Problem details =
What follows is a set of records; repeat all of them exactly.

## Begin Input rows

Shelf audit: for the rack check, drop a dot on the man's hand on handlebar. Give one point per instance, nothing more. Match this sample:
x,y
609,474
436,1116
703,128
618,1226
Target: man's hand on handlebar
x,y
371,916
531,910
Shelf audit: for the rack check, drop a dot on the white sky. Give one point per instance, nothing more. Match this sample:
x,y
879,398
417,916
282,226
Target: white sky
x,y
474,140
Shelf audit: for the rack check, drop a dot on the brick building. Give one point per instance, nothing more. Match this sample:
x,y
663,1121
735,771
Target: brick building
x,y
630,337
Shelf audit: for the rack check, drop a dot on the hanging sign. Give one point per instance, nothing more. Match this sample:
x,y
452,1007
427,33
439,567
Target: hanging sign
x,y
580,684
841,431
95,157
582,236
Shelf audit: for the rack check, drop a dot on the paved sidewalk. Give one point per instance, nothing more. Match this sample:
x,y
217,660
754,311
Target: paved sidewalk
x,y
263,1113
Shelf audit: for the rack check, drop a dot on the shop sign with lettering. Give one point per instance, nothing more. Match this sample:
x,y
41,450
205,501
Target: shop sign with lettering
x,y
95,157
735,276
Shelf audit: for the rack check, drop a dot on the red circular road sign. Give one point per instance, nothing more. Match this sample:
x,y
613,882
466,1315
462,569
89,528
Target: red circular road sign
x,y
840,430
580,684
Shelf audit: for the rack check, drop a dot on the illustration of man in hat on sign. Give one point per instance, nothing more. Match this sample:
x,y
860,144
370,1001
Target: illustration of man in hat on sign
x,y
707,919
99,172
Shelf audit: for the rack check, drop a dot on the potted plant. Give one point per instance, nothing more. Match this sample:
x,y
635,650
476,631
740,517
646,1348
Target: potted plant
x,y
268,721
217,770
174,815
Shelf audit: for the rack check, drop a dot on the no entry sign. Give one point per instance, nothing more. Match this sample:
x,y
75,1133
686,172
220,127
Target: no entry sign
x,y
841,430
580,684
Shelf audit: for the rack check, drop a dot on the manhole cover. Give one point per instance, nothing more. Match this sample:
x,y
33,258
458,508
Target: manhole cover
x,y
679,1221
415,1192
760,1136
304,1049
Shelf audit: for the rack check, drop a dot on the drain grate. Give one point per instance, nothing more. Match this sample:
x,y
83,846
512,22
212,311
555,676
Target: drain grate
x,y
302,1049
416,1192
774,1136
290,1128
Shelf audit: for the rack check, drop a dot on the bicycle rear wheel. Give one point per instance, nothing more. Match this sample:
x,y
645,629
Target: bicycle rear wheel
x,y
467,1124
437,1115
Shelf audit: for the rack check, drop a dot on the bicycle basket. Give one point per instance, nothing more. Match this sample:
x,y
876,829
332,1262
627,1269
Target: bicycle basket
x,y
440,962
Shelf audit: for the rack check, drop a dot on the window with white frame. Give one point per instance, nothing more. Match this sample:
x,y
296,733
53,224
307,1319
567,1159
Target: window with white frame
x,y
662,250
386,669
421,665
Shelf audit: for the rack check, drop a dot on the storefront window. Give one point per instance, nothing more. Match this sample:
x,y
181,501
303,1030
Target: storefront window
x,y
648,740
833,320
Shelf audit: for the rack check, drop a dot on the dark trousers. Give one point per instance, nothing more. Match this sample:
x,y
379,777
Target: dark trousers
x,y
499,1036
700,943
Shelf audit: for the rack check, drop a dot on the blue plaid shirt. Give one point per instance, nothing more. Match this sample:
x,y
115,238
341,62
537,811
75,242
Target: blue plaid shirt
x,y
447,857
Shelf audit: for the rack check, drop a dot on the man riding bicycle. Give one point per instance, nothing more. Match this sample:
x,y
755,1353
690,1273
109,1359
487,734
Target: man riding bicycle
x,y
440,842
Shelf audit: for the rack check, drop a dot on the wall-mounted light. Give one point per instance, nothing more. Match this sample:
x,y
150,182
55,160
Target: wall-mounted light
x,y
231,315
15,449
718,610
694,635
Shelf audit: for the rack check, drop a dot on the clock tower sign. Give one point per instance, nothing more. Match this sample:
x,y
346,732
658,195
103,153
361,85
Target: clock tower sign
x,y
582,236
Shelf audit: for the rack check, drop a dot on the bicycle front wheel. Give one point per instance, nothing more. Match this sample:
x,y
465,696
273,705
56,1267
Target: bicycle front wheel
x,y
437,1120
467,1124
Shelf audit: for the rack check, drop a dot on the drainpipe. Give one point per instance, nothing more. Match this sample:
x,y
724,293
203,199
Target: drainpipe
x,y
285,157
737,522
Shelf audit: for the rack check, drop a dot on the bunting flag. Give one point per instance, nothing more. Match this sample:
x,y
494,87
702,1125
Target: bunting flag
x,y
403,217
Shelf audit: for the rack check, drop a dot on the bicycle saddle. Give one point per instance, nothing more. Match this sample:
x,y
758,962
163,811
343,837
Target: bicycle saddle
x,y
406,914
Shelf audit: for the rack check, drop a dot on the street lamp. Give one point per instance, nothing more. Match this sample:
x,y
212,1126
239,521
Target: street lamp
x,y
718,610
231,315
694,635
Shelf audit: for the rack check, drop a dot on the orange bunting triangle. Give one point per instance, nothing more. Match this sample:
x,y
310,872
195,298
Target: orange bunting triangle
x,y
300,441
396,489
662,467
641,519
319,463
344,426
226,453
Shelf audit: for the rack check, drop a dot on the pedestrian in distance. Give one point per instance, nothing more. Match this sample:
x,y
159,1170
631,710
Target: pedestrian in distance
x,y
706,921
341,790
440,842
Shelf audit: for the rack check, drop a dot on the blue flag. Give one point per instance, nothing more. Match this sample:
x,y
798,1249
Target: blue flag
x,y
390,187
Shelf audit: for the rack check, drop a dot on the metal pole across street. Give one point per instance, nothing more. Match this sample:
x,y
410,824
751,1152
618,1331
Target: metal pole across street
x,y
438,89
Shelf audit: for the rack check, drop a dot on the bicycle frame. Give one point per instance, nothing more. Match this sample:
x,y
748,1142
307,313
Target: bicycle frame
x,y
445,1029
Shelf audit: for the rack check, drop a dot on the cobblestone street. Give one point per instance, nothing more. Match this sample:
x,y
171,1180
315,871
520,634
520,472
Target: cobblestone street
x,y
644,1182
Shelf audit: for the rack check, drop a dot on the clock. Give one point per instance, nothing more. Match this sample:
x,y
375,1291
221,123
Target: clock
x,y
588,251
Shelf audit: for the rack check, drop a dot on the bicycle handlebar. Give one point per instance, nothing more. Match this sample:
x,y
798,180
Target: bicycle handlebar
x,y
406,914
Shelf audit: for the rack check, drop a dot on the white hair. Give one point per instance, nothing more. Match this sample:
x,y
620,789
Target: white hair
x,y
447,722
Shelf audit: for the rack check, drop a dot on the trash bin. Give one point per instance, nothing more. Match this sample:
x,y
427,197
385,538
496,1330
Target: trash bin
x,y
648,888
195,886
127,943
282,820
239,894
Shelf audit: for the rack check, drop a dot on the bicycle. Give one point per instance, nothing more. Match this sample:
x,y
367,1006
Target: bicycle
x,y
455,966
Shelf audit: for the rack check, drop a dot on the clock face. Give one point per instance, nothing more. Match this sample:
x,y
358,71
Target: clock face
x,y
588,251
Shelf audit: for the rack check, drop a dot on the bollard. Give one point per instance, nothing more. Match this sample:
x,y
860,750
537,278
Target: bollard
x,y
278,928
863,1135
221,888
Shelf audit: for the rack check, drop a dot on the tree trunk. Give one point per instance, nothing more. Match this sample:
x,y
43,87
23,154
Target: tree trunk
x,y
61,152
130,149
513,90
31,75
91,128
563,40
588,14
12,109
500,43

## End Input rows

Solution =
Shelf audit: for the rack check, drop a dot on the man's hand on handlebar. Give one point per instance, nothing more. Match this sample:
x,y
609,474
436,1116
703,128
618,1226
Target: man's hand on handlebar
x,y
371,916
531,910
Shelf audit: for the rack check, drop a dot on the white sky. Give one point per instance, nothing more. Match this sample:
x,y
879,398
417,916
282,226
Target: white sky
x,y
474,140
Shelf audit: for the rack check, drop a dot on the brick building. Give one point per instance, nothing more. Match this sample:
x,y
663,1121
735,771
Target: brick building
x,y
630,337
Shelf audit: for the rack check, drop a dot on the hanging sign. Give one point per instance, nothing more. Match this sample:
x,y
452,1007
427,33
439,567
Target: hanging sign
x,y
580,684
841,431
95,157
582,236
Shelf audit: for the rack check, drop a dot on the paved sidewalk. Give one point per instance, nothing more. Match this sample:
x,y
217,660
754,311
Target: paved sidewalk
x,y
263,1113
Shelf audit: for the rack check, drop a dot on the shop sign with lettering. Give one point per instance, nothing more. Match this sample:
x,y
41,450
205,501
Target: shop sign with lettering
x,y
95,157
735,276
Shelf audit: for the rack check, drop a dot on the red circular road sign. Give one point per instance, nothing more. Match this sample:
x,y
613,882
466,1315
462,569
89,528
Target: red circular road sign
x,y
840,430
580,684
Shelf audit: for the rack check, drop a dot on the illustration of man in hat on sign. Give one point per instance, nothing more. Match this sample:
x,y
860,144
370,1001
Target: illustration of man in hat on sign
x,y
707,919
99,172
Shelf audit: for the rack check, drop a dot on the potted plant. Give one point per instance, nothing more. Match this sample:
x,y
635,650
476,631
740,517
646,1348
Target: potted plant
x,y
268,721
217,770
174,815
Shelf audit: for the rack check, drop a dot on the no entry sign. Give one point per instance, nothing more. Match this sample:
x,y
75,1133
686,172
220,127
Target: no entry sign
x,y
841,430
580,684
Shelf audit: for the rack check, drop a dot on the manhole cover. Give one point per instance, nothing more. Match this sample:
x,y
33,258
458,508
Target: manhole cover
x,y
679,1221
415,1192
760,1136
304,1049
Shelf audit: for the rack check, drop a dot on the drain grate. Give one point per instance, nothing more. Match this sample:
x,y
83,846
512,22
212,311
555,676
Target: drain grate
x,y
302,1049
416,1192
774,1136
290,1128
Shelf audit: for the rack check, drop a dot on the bicycle rear wheel. Give one point per instance, nothing more. Match this sample:
x,y
645,629
Target: bicycle rear wheel
x,y
467,1124
437,1115
Shelf audit: for the rack check, drop a dot on the bicycle basket. Give one point per instance, nothing more. Match this sample:
x,y
876,829
332,1262
627,1269
Target: bicycle basket
x,y
440,962
Shelf audit: for the rack check, drop a dot on the window with white frame. Give one point per instance, nothing more. Match this sample:
x,y
296,733
53,224
307,1319
567,1159
Target: window with white frame
x,y
662,250
386,669
421,665
Shelf audit: for the rack check, drop a dot on the storefront window. Give one point per instance, nothing more. Match this sample:
x,y
181,501
303,1030
Target: storefront window
x,y
648,740
833,320
Shelf audit: for the rack check, drop a dot on the dark trousers. Give one point per instance, nothing more. Match this sample:
x,y
379,777
Target: dark trousers
x,y
499,1036
700,943
Shelf audit: for the rack check, drop a dot on the blue plaid shirt. Give one point per instance, nothing more. Match this sample:
x,y
115,238
341,62
537,811
75,242
Target: blue plaid shirt
x,y
447,857
Shelf audit: for the rack check, drop a dot on the man riding bicycle. Give one point per instance, nothing more. Match this sample:
x,y
755,1353
690,1273
109,1359
487,734
Target: man riding bicycle
x,y
440,842
Shelf audit: for the rack check, drop a dot on the wall-mounted light. Give one point per instance, nothing more. Match this sample:
x,y
150,182
55,160
Target: wall-mounted light
x,y
231,315
15,449
718,610
694,635
Shelf audit: for the rack check, drop a dot on the clock tower sign. Give one point per instance, nothing more. Match this sample:
x,y
346,732
658,195
103,153
361,85
Target: clock tower sign
x,y
582,236
Shelf audit: for the rack check, drop a dot on the bicycle front wheel. Give one point per instance, nothing more. Match this sample:
x,y
465,696
273,705
56,1267
Target: bicycle front wheel
x,y
437,1120
467,1124
Shelf audit: for the rack check, drop a dot on the drainpipe. Give one point per instance, nothing more. Match this sample:
x,y
724,293
203,199
Target: drainpipe
x,y
285,157
737,522
Shelf audit: for the rack check, drop a dot on the bunting flag. Give one point per instance, nothing more. Match this sample:
x,y
494,87
702,1125
Target: bunting flag
x,y
403,217
Shelf audit: for the rack check, drop a dot on the bicycle saddle. Give one point per instance, nothing more. Match this sample:
x,y
758,962
163,811
343,837
Target: bicycle saddle
x,y
406,914
Shelf audit: for the rack check, drop a dot on the street lamp. Give one point per instance, nothing more. Match this sample:
x,y
212,1126
239,521
Target: street lamp
x,y
718,610
231,315
694,635
Shelf audit: for the rack check, drop a dot on the orange bunting triangle. Give one point per instance, nothing more. Match this sample:
x,y
310,872
195,298
Target: orange bunting triangle
x,y
300,441
396,489
662,467
641,519
319,463
344,426
226,453
Shelf audit: for the rack check, drop a dot on the pedestrian in distance. Give one point per instance, nothing more. Match this sample:
x,y
159,1170
631,710
Target: pedestrian in distance
x,y
706,921
341,790
440,842
Shelf audit: for the rack check, drop a dot on the blue flag. Give one point per instance, nothing more. Match this sample:
x,y
798,1249
Target: blue flag
x,y
390,187
Shelf audit: for the rack check, drop a dot on the metal pole across street. Give one point per instance, nothing more. Match this sample:
x,y
410,824
751,1152
618,1331
Target: metal pole across street
x,y
438,89
Shelf audit: for the rack check, drop a dot on the bicycle frame. Give one point per instance, nothing more. Match this sample:
x,y
748,1142
307,313
Target: bicycle frame
x,y
445,1029
Shelf audit: for the rack check, drop a dot on the cobblestone street. Give one point per instance, nothing more. Match this sample:
x,y
171,1180
315,871
520,634
520,472
Target: cobblestone street
x,y
644,1182
Shelf audit: for the rack check, drop a dot on the clock. Give one point per instance, nothing more. Match this sample:
x,y
375,1291
221,123
Target: clock
x,y
588,251
Shelf audit: for the rack check, drop a dot on the bicycle handlebar. Give one point per instance, nothing more. Match this sample:
x,y
798,180
Target: bicycle handlebar
x,y
406,914
Shelf audit: for the rack check, drop a dot on the white hair. Give one point per instance, nothing more. Match this sample:
x,y
620,789
Target: white hair
x,y
447,722
Shelf audit: for the rack check, drop a dot on the trash bin. Give one point per instance, nothing more. Match this sample:
x,y
427,197
385,538
496,1330
Target: trash bin
x,y
648,888
195,886
127,943
282,820
239,894
Shelf audit: for the rack check, drop a dot on the bicycle. Give one point per instance, nothing more. Match this sample:
x,y
367,1006
Target: bicycle
x,y
455,966
Shelf audit: for the rack check, drop a dot on the clock face. Give one point per instance, nothing more. Match this sample:
x,y
358,71
Target: clock face
x,y
588,251
Shelf audit: for the rack check, drop a dot on the bollard. Give one point per instance, nothing more. Match this sample:
x,y
860,750
537,278
Target: bollard
x,y
278,928
863,1135
221,888
Shelf audit: for the rack check, drop a dot on the tree trunk. Give one point per instance, nothing more. Match this sample:
x,y
43,87
23,154
Target: tree trunk
x,y
61,152
130,149
513,90
31,75
91,128
563,40
588,14
12,109
500,43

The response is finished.